Start RECORDED INFORMATION

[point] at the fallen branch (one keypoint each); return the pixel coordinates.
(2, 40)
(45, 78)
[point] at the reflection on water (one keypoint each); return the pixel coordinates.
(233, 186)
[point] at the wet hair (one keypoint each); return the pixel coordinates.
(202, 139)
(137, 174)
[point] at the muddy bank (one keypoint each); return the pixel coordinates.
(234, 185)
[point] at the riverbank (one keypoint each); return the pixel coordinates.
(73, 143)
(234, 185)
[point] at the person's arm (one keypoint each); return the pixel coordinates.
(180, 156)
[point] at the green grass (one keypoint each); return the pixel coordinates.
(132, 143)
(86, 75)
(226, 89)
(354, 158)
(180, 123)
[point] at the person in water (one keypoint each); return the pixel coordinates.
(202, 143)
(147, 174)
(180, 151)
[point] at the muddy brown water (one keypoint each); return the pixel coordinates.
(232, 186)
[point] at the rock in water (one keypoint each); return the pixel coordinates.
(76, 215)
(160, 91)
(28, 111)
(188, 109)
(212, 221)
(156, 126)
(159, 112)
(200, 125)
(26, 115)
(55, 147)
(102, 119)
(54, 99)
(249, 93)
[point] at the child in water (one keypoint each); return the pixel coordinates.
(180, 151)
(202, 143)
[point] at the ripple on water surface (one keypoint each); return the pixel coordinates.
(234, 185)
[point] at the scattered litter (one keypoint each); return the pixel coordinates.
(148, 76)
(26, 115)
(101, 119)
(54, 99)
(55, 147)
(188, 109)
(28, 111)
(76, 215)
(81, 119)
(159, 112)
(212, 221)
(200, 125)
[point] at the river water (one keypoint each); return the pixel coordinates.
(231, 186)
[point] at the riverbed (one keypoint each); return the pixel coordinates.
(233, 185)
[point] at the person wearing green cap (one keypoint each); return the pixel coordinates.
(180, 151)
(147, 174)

End RECORDED INFORMATION

■ WRITTEN TASK ■
Render all of the material above as a Markdown table with the columns "Index" and "Entry", placing each line in its own numbered row and omitting any blank lines.

■ SOLUTION FOR THIS EXERCISE ■
| Index | Entry |
|---|---|
| 1 | [point] at the fallen branch (one keypoint each); return the pixel coordinates. |
| 2 | (2, 40) |
| 3 | (45, 78) |
| 4 | [point] at the reflection on water (one keypoint each); return the pixel coordinates. |
| 5 | (233, 186) |
| 6 | [point] at the wet hair (one keypoint each); return the pixel coordinates. |
| 7 | (202, 139) |
| 8 | (137, 174) |
| 9 | [point] at the muddy bank (one keypoint each); return the pixel coordinates. |
| 10 | (234, 185) |
| 11 | [point] at the riverbank (one keypoint each); return the pixel coordinates. |
| 12 | (73, 143) |
| 13 | (234, 185) |
| 14 | [point] at the person's arm (one keypoint each); return the pixel coordinates. |
| 15 | (180, 156) |
| 16 | [point] at the green grass (one keypoint each); return the pixel coordinates. |
| 17 | (132, 143) |
| 18 | (86, 75) |
| 19 | (226, 89) |
| 20 | (354, 158) |
| 21 | (180, 123) |
| 22 | [point] at the person in water (one keypoint each); return the pixel coordinates. |
| 23 | (202, 143) |
| 24 | (147, 174) |
| 25 | (180, 151) |
| 26 | [point] at the muddy brown water (one keypoint each); return the pixel coordinates. |
| 27 | (232, 186) |
| 28 | [point] at the rock in water (one keypoint each); return the pixel coordinates. |
| 29 | (76, 215) |
| 30 | (160, 91) |
| 31 | (28, 111) |
| 32 | (188, 109) |
| 33 | (212, 221) |
| 34 | (156, 126) |
| 35 | (159, 112) |
| 36 | (200, 125) |
| 37 | (26, 115) |
| 38 | (55, 147) |
| 39 | (102, 119) |
| 40 | (54, 99) |
| 41 | (249, 93) |
| 42 | [point] at the child in water (one keypoint each); return the pixel coordinates. |
| 43 | (180, 151) |
| 44 | (202, 143) |
| 45 | [point] at the ripple on water surface (one keypoint each); return the pixel coordinates. |
| 46 | (234, 185) |
| 47 | [point] at the scattered litter (one keypoint each); return the pixel coordinates. |
| 48 | (148, 76) |
| 49 | (26, 115) |
| 50 | (101, 119) |
| 51 | (54, 99) |
| 52 | (55, 147) |
| 53 | (188, 109) |
| 54 | (28, 111) |
| 55 | (76, 215) |
| 56 | (81, 119) |
| 57 | (159, 112) |
| 58 | (212, 221) |
| 59 | (200, 125) |
| 60 | [point] at the river water (one keypoint each); return the pixel coordinates. |
| 61 | (231, 186) |
| 62 | [point] at the riverbed (one keypoint each); return the pixel coordinates. |
| 63 | (233, 185) |
| 64 | [point] at the person wearing green cap (one keypoint each); return the pixel coordinates. |
| 65 | (180, 151) |
| 66 | (147, 174) |